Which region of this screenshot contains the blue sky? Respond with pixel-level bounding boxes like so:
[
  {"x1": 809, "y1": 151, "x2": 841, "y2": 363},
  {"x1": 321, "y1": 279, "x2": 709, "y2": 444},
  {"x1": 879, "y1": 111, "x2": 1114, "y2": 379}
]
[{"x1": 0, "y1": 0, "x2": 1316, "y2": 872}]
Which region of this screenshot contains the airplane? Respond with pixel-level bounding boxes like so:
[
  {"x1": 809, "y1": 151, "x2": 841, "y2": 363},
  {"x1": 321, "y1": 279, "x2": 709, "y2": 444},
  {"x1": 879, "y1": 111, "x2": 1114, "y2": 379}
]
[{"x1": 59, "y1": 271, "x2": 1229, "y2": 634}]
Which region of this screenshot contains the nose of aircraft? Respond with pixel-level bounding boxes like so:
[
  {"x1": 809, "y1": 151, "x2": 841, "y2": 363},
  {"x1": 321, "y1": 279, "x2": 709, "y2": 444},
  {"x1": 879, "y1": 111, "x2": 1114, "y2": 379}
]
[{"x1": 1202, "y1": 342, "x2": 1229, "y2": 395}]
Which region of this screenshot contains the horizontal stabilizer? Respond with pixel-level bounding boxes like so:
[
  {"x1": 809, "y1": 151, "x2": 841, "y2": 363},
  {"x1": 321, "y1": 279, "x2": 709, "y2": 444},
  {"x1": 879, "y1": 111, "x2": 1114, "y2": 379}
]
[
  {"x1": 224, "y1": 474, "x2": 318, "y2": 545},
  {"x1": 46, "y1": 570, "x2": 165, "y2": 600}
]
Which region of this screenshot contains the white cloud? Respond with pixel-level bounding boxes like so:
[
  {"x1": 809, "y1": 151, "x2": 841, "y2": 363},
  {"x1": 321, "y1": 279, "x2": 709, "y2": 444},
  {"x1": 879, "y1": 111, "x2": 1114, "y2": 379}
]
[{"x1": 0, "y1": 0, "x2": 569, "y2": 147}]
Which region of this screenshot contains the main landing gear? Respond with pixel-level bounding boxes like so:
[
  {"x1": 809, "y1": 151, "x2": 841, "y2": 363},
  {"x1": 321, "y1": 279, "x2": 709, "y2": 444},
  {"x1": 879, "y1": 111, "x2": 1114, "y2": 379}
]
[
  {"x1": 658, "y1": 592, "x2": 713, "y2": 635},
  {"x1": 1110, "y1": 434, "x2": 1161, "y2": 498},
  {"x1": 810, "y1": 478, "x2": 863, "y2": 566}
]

▸ WORK TO DO:
Reproduce all of the entries above verbatim, from the first line to the last.

▸ ANSWER TO THE EXERCISE:
Which region of this screenshot contains the blue sky? Respond with pixel-level bounding boxes like so:
[
  {"x1": 809, "y1": 151, "x2": 841, "y2": 363},
  {"x1": 321, "y1": 279, "x2": 709, "y2": 444},
  {"x1": 879, "y1": 111, "x2": 1114, "y2": 379}
]
[{"x1": 0, "y1": 0, "x2": 1316, "y2": 872}]
Which region of this screenshot contains the airplane? Respond with pixel-level bounding boxes like so:
[
  {"x1": 809, "y1": 151, "x2": 841, "y2": 363},
  {"x1": 321, "y1": 279, "x2": 709, "y2": 444},
  {"x1": 879, "y1": 111, "x2": 1114, "y2": 379}
]
[{"x1": 59, "y1": 271, "x2": 1229, "y2": 634}]
Which region of this screenshot contains the nose of aircraft? Respond with pixel-level bounding boxes like so:
[
  {"x1": 809, "y1": 151, "x2": 841, "y2": 363},
  {"x1": 321, "y1": 279, "x2": 709, "y2": 444},
  {"x1": 879, "y1": 111, "x2": 1114, "y2": 379}
]
[{"x1": 1202, "y1": 342, "x2": 1229, "y2": 395}]
Which region of this screenshot contains the horizontal stabilizer? Respond with pixel-level bounding boxes like so:
[
  {"x1": 809, "y1": 151, "x2": 841, "y2": 363},
  {"x1": 321, "y1": 279, "x2": 709, "y2": 444},
  {"x1": 879, "y1": 111, "x2": 1114, "y2": 379}
]
[
  {"x1": 224, "y1": 474, "x2": 318, "y2": 545},
  {"x1": 46, "y1": 570, "x2": 165, "y2": 600}
]
Which region of this screenshot contains the white cloud? Respond with pixel-level bounding boxes like so:
[
  {"x1": 809, "y1": 151, "x2": 841, "y2": 363},
  {"x1": 321, "y1": 279, "x2": 709, "y2": 444},
  {"x1": 879, "y1": 111, "x2": 1114, "y2": 379}
]
[{"x1": 0, "y1": 0, "x2": 569, "y2": 147}]
Which region of this screenshot contains the main landing gear? Respond with pixel-level bounding boxes like so:
[
  {"x1": 809, "y1": 151, "x2": 841, "y2": 363},
  {"x1": 321, "y1": 279, "x2": 709, "y2": 444},
  {"x1": 879, "y1": 111, "x2": 1114, "y2": 379}
]
[
  {"x1": 658, "y1": 592, "x2": 713, "y2": 635},
  {"x1": 1110, "y1": 434, "x2": 1161, "y2": 498},
  {"x1": 810, "y1": 478, "x2": 863, "y2": 566}
]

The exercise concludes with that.